- Consignes de travail:
**1.** Reproduisez fidèlement le passage du texte sur Hubert qui débute par "Il tire sur" et se poursuit jusqu'à "sont à l'oeuvre.".
**2.** Réécrivez plus brièvement le paragraphe du texte sur Hubert qui commence par "Un jour, plus tard", en conservant ses faits principaux.

- Extrait du document:
━━━━━━━━━━━━━━━━━━━━
À propos d'Hubert
Hubert
Julien Clément
"-C'est quoi, un flanker ?"
Il tire sur sa cigarette. Ses frères aînés sourient. De concert :
"-C'est celui qui est sur le côté de la mêlée. Il est le premier à intervenir : premier à défendre, premier à soutenir les siens quand ils attaquent ; un des plus beaux postes du rugby."
Un jour, plus tard, il est parti, en claquant la porte - moi j'avais quatorze ans. Après qu'il m'ai inoculé le rugby, il laissait une énigme. Je le savais poète, peintre, artiste, en plus de le côtoyer doux, piquant et attachant. Mais il fallait grandir pour entrer dans ces mondes, ses mondes. La porte qu'il claquait était aussi une porte qu'il ouvrait. Aujourd'hui, l'énigme devient espace, où l'on peut se mouvoir, s'enquérir, se réjouir, s'émouvoir, se rencontrer. Merci à ceux qui ont travaillé à cette exposition : maintenant, les pièces sont à l'oeuvre.
━━━━━━━━━━━━━━━━━━━━
- Données fournies:
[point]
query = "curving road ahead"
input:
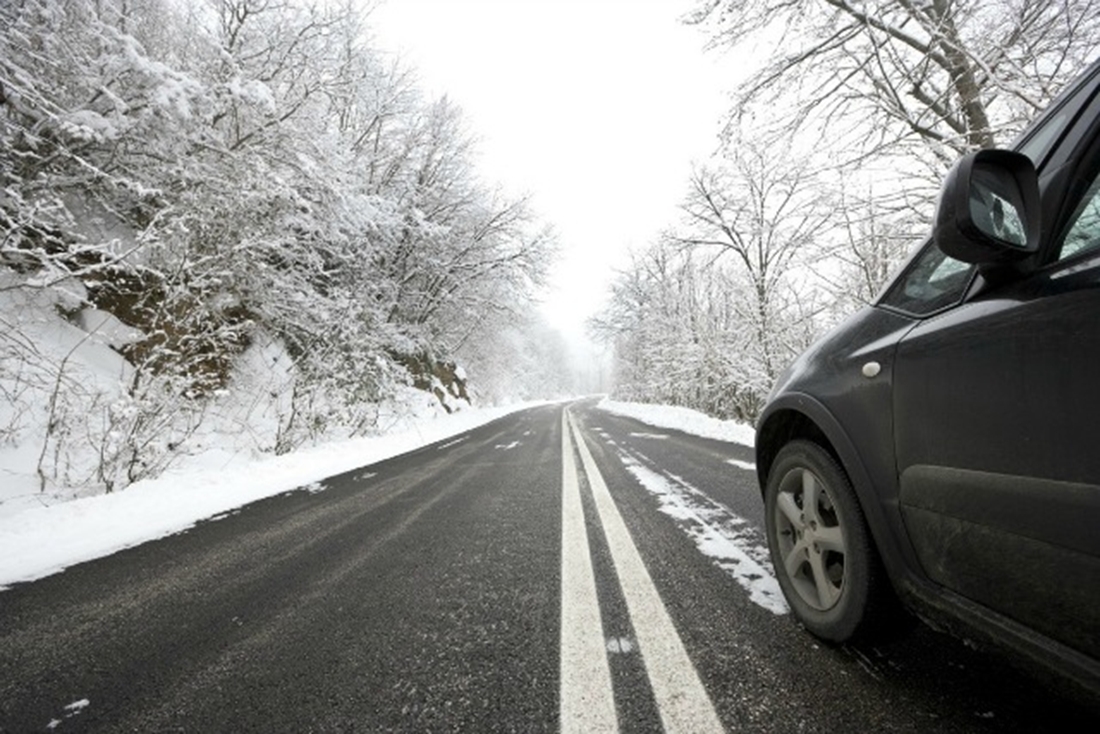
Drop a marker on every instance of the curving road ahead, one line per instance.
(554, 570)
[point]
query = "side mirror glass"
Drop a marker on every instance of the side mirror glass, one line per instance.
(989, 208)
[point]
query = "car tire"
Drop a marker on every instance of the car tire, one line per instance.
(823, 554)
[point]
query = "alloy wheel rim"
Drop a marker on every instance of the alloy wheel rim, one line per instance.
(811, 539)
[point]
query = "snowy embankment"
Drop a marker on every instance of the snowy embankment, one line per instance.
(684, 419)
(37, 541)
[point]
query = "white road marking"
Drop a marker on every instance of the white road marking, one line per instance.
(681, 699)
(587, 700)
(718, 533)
━━━━━━━━━━━━━━━━━━━━
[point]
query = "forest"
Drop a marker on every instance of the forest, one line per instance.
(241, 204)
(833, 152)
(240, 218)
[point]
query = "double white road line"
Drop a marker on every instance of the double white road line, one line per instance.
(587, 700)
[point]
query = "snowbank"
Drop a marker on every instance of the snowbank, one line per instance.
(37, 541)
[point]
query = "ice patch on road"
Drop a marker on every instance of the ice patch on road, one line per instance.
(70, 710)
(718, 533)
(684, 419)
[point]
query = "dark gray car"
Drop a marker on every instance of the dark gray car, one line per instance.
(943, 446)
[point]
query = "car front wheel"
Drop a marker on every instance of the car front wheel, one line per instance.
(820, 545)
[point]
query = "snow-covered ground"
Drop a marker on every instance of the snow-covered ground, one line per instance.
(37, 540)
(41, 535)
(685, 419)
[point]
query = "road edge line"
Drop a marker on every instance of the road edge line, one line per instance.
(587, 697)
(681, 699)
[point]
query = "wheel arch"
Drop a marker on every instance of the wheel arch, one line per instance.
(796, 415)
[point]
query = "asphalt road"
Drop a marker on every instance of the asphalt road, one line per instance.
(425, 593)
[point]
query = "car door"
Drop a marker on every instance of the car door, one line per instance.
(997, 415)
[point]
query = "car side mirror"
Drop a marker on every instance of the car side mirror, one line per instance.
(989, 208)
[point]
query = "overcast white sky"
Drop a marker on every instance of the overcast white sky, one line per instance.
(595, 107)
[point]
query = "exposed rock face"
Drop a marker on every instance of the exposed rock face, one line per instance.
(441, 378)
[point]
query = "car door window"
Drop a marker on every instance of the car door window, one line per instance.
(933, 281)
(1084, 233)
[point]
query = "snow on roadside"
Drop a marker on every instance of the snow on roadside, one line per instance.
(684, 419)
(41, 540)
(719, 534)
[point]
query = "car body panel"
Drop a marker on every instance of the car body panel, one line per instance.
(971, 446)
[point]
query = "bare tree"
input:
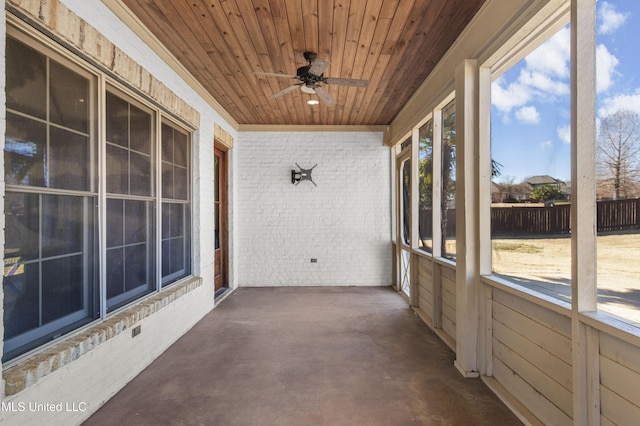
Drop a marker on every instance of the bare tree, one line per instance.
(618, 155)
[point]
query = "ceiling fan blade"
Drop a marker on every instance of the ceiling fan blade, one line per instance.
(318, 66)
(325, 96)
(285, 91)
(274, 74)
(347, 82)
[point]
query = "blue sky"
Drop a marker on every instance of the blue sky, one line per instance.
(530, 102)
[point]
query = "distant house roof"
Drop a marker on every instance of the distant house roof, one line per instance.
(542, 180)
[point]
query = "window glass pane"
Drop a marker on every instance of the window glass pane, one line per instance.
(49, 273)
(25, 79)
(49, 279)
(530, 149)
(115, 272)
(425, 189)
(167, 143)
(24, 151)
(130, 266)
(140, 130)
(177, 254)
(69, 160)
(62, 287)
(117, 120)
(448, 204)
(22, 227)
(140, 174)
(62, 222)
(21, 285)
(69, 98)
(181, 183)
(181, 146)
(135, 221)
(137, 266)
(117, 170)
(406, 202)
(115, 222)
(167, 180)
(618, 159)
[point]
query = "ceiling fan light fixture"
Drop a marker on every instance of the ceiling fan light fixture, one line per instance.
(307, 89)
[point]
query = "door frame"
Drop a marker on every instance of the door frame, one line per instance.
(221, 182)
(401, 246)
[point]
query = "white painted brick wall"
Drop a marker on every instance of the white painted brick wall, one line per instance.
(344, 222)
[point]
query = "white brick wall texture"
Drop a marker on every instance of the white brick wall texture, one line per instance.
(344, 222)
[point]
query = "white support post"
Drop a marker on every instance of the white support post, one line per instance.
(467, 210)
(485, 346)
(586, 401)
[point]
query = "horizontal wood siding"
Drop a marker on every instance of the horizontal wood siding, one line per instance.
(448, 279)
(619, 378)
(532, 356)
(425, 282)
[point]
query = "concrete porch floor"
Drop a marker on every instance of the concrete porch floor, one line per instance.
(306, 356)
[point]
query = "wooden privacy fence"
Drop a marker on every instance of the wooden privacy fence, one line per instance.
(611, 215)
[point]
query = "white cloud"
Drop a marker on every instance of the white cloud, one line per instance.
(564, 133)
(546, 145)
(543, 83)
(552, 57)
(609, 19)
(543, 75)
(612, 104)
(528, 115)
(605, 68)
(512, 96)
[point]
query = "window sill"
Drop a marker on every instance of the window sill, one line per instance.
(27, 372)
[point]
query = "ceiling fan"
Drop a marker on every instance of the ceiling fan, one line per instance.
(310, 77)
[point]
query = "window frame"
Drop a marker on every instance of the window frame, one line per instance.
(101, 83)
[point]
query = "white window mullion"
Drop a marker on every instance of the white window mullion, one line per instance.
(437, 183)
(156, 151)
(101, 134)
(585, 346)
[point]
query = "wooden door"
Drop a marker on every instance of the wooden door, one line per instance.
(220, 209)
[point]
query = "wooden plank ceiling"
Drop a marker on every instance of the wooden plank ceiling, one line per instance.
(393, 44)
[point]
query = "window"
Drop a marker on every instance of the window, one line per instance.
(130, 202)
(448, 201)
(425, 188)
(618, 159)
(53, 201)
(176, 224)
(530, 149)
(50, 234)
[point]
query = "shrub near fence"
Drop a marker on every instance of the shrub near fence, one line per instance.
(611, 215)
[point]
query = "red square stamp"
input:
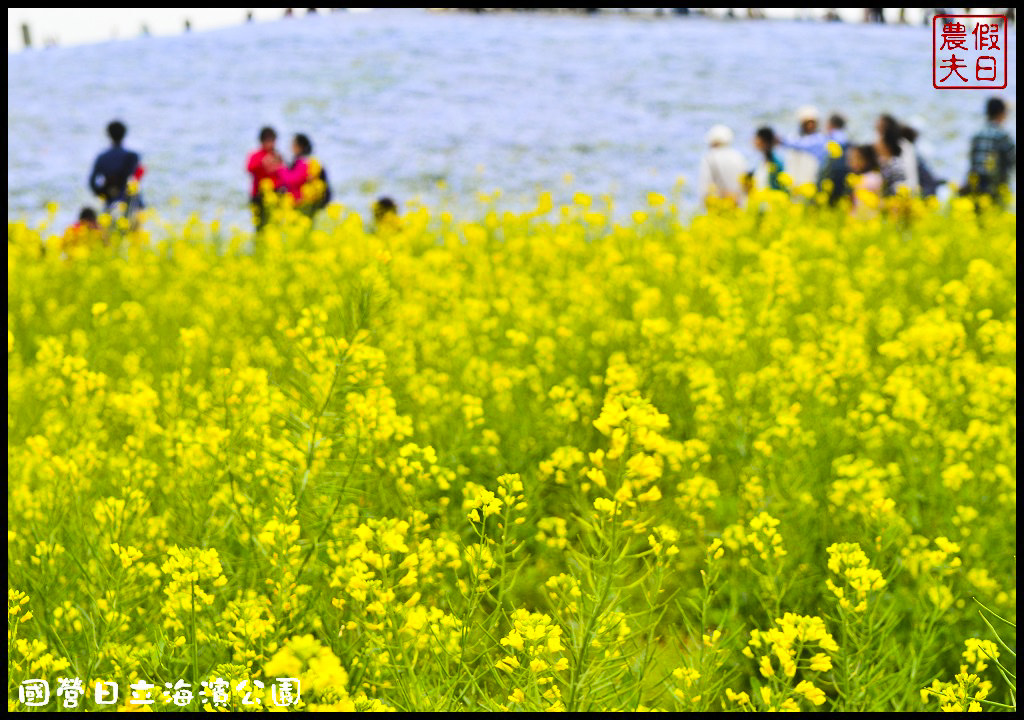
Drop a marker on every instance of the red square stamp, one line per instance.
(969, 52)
━━━━━━━━━━━━━━━━━━━━
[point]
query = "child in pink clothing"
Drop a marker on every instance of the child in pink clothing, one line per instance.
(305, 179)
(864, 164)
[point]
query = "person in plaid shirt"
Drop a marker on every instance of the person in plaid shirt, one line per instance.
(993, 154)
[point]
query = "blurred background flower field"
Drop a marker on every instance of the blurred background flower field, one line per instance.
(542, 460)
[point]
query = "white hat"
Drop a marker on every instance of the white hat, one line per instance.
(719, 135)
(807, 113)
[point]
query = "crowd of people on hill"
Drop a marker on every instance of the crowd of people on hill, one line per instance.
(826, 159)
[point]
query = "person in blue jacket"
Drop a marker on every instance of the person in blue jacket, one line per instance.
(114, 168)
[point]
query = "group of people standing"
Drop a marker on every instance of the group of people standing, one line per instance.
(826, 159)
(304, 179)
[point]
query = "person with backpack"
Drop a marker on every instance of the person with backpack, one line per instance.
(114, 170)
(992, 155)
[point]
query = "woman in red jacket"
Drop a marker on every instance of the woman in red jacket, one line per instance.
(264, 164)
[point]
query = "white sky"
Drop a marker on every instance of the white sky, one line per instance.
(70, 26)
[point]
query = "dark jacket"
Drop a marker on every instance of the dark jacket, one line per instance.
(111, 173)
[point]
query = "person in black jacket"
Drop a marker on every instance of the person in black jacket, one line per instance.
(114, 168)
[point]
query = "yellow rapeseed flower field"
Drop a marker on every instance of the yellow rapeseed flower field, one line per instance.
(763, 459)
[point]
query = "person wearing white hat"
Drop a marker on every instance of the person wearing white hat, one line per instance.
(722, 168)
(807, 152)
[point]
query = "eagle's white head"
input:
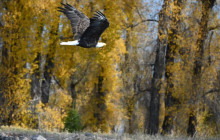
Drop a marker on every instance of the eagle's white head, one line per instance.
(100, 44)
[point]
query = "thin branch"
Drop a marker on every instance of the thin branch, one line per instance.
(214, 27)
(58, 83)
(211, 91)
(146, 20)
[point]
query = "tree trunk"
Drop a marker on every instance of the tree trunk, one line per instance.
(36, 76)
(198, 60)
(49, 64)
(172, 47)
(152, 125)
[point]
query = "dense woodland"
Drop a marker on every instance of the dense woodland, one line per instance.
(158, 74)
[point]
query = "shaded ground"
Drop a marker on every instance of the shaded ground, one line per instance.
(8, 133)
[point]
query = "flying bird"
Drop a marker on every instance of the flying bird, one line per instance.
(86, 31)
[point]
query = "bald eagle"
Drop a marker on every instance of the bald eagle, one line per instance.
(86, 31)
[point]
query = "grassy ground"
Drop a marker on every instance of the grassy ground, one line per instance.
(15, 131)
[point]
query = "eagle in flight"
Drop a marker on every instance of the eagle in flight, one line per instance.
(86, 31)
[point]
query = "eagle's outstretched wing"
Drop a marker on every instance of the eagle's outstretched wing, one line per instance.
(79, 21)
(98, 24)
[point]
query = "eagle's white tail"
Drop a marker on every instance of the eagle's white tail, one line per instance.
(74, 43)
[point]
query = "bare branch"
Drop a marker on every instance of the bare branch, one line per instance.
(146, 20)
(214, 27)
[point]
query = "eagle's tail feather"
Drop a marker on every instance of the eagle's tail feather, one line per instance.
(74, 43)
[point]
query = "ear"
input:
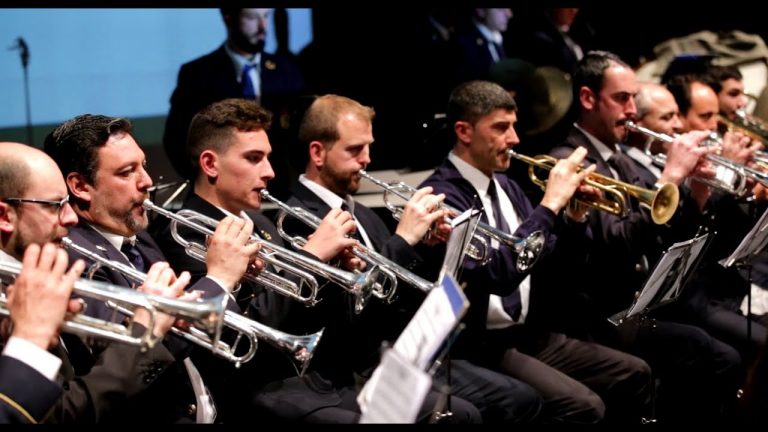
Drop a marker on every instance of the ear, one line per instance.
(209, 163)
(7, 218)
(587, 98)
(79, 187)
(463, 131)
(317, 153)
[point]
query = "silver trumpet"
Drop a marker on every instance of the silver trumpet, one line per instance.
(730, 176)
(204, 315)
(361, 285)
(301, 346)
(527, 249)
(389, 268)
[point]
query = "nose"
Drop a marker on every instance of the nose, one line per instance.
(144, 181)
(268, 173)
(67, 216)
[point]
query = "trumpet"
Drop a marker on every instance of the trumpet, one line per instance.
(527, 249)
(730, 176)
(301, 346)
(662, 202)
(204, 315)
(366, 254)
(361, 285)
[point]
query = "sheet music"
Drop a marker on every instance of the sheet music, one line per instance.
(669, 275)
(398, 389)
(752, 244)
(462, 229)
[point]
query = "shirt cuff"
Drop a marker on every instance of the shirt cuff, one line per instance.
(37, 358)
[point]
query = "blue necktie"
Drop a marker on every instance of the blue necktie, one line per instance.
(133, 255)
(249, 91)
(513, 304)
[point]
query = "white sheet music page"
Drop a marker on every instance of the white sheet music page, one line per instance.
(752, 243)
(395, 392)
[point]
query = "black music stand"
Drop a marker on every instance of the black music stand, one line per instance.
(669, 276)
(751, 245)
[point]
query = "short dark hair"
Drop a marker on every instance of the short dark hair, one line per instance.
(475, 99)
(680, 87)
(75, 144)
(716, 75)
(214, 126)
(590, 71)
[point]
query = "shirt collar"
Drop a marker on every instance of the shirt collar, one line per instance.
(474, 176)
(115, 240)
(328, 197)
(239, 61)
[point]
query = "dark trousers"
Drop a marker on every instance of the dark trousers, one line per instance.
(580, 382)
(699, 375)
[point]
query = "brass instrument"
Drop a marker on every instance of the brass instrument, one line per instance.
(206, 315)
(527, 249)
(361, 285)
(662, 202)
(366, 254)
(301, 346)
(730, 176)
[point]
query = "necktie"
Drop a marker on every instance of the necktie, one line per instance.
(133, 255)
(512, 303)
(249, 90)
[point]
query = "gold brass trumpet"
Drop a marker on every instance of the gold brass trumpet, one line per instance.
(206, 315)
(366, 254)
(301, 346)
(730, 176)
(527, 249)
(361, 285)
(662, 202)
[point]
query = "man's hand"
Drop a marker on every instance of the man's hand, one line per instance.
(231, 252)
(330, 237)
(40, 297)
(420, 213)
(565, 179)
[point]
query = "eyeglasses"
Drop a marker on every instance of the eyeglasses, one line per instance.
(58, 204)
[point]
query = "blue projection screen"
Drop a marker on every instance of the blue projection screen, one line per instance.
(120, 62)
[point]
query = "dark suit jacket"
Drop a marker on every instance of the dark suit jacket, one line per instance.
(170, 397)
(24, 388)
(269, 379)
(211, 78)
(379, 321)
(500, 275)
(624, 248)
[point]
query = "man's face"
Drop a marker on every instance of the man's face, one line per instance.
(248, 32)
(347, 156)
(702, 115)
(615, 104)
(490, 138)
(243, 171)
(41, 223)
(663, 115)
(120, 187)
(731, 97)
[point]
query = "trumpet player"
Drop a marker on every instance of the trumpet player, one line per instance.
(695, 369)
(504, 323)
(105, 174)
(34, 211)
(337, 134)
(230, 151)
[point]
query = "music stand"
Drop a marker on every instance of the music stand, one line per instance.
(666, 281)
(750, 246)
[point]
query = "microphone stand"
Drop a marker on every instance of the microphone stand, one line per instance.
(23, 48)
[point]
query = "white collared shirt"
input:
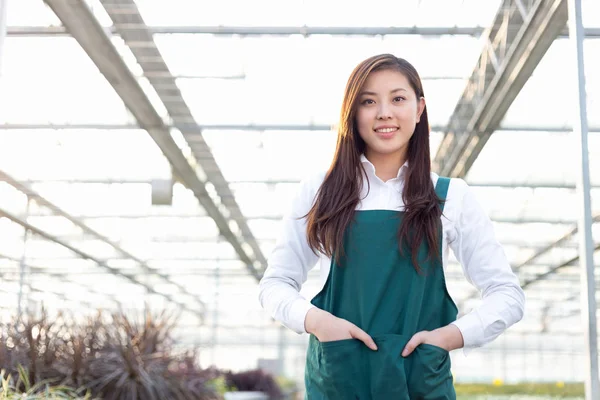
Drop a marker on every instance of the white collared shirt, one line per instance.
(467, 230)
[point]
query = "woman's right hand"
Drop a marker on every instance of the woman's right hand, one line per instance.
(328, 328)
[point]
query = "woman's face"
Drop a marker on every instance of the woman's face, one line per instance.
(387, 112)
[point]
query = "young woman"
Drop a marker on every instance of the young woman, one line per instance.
━━━━━━━━━━━━━━━━━━━━
- Corrigé des consignes:
**1.**
Il tire sur sa cigarette. Ses frères aînés sourient. De concert :
"-C'est celui qui est sur le côté de la mêlée. Il est le premier à intervenir : premier à défendre, premier à soutenir les siens quand ils attaquent ; un des plus beaux postes du rugby."
Un jour, plus tard, il est parti, en claquant la porte - moi j'avais quatorze ans. Après qu'il m'ai inoculé le rugby, il laissait une énigme. Je le savais poète, peintre, artiste, en plus de le côtoyer doux, piquant et attachant. Mais il fallait grandir pour entrer dans ces mondes, ses mondes. La porte qu'il claquait était aussi une porte qu'il ouvrait. Aujourd'hui, l'énigme devient espace, où l'on peut se mouvoir, s'enquérir, se réjouir, s'émouvoir, se rencontrer. Merci à ceux qui ont travaillé à cette exposition : maintenant, les pièces sont à l'oeuvre.

**2.** Un jour, alors que j'avais quatorze ans, il est parti en claquant la porte. Il m'avait transmis le rugby et laissait une énigme. Il était poète, peintre et artiste, doux, piquant et attachant, mais il fallait grandir pour entrer dans ses mondes. Cette porte claquée en ouvrait aussi une. Aujourd'hui, l'énigme devient un espace où l'on peut se mouvoir, s'enquérir, se réjouir, s'émouvoir et se rencontrer. Merci à ceux qui ont travaillé à cette exposition : les pièces sont désormais à l'oeuvre.